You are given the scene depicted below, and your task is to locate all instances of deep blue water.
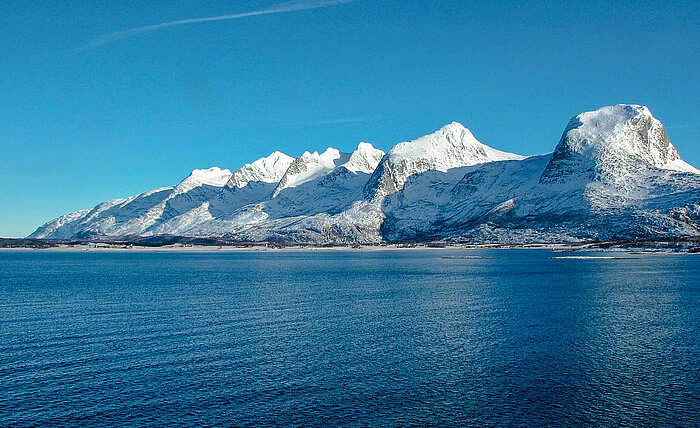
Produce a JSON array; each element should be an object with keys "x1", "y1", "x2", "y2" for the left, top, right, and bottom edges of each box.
[{"x1": 0, "y1": 250, "x2": 700, "y2": 426}]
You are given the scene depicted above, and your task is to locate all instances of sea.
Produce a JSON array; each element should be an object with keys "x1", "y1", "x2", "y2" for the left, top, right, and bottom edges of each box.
[{"x1": 0, "y1": 249, "x2": 700, "y2": 427}]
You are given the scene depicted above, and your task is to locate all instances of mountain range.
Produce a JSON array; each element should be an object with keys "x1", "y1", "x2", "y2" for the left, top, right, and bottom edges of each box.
[{"x1": 29, "y1": 104, "x2": 700, "y2": 244}]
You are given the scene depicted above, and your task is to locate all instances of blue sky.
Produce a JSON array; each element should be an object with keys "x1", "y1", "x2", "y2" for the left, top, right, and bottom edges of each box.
[{"x1": 0, "y1": 0, "x2": 700, "y2": 236}]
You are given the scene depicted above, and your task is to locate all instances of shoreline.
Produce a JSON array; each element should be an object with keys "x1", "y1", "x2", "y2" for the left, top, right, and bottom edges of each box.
[{"x1": 0, "y1": 243, "x2": 700, "y2": 252}]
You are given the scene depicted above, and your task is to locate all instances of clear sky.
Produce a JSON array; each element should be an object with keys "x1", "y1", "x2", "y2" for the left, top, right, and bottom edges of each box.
[{"x1": 0, "y1": 0, "x2": 700, "y2": 236}]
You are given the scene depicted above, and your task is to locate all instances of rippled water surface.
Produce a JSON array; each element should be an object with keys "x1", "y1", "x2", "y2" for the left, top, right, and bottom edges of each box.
[{"x1": 0, "y1": 250, "x2": 700, "y2": 426}]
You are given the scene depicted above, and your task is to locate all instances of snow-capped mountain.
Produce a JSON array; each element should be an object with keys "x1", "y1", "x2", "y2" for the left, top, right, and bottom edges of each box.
[
  {"x1": 226, "y1": 152, "x2": 294, "y2": 189},
  {"x1": 365, "y1": 122, "x2": 523, "y2": 198},
  {"x1": 30, "y1": 104, "x2": 700, "y2": 244}
]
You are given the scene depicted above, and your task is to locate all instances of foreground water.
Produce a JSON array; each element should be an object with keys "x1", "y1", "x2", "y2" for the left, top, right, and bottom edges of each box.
[{"x1": 0, "y1": 250, "x2": 700, "y2": 426}]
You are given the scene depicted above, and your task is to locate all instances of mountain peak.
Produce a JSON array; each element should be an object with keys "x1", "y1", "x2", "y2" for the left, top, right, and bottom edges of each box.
[
  {"x1": 226, "y1": 151, "x2": 294, "y2": 188},
  {"x1": 541, "y1": 104, "x2": 700, "y2": 182},
  {"x1": 342, "y1": 143, "x2": 384, "y2": 174},
  {"x1": 365, "y1": 122, "x2": 523, "y2": 199},
  {"x1": 272, "y1": 147, "x2": 342, "y2": 197}
]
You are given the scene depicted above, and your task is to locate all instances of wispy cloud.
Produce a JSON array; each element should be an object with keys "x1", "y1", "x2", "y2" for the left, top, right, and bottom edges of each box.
[{"x1": 78, "y1": 0, "x2": 359, "y2": 50}]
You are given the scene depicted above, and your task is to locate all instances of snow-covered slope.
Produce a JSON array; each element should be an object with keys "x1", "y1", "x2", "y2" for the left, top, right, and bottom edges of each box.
[
  {"x1": 30, "y1": 104, "x2": 700, "y2": 244},
  {"x1": 226, "y1": 151, "x2": 294, "y2": 189},
  {"x1": 365, "y1": 122, "x2": 523, "y2": 199}
]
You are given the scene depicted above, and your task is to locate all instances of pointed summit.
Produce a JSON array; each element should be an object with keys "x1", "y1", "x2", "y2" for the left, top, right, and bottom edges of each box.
[
  {"x1": 365, "y1": 122, "x2": 523, "y2": 199},
  {"x1": 540, "y1": 104, "x2": 700, "y2": 182},
  {"x1": 342, "y1": 143, "x2": 384, "y2": 174}
]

# AIM OF THE EXERCISE:
Starting at the line that contains "of snow-covered slope." and stopping at the end of the listing, write those lines out again in full, requests included. Scale every box coordinate in the answers by 1.95 and round to whole numbers, with halves rounded up.

# ANSWER IN FULL:
You are given the scene depicted above, and your task is to locate all instances of snow-covered slope.
Produce a JSON array; each element should be an object with keys "x1", "y1", "x2", "y2" for the left, top, right, and bottom edges of each box.
[
  {"x1": 59, "y1": 203, "x2": 1365, "y2": 476},
  {"x1": 441, "y1": 294, "x2": 573, "y2": 369},
  {"x1": 712, "y1": 238, "x2": 1020, "y2": 388}
]
You are given the scene depicted above, and your task is to locate all instances of pointed summit.
Produce a JSON array; each element should be an object with keys "x1", "y1", "x2", "y2" for the left, top, right, and bottom edges of each box.
[
  {"x1": 712, "y1": 238, "x2": 1020, "y2": 388},
  {"x1": 1053, "y1": 203, "x2": 1365, "y2": 355},
  {"x1": 667, "y1": 279, "x2": 749, "y2": 339}
]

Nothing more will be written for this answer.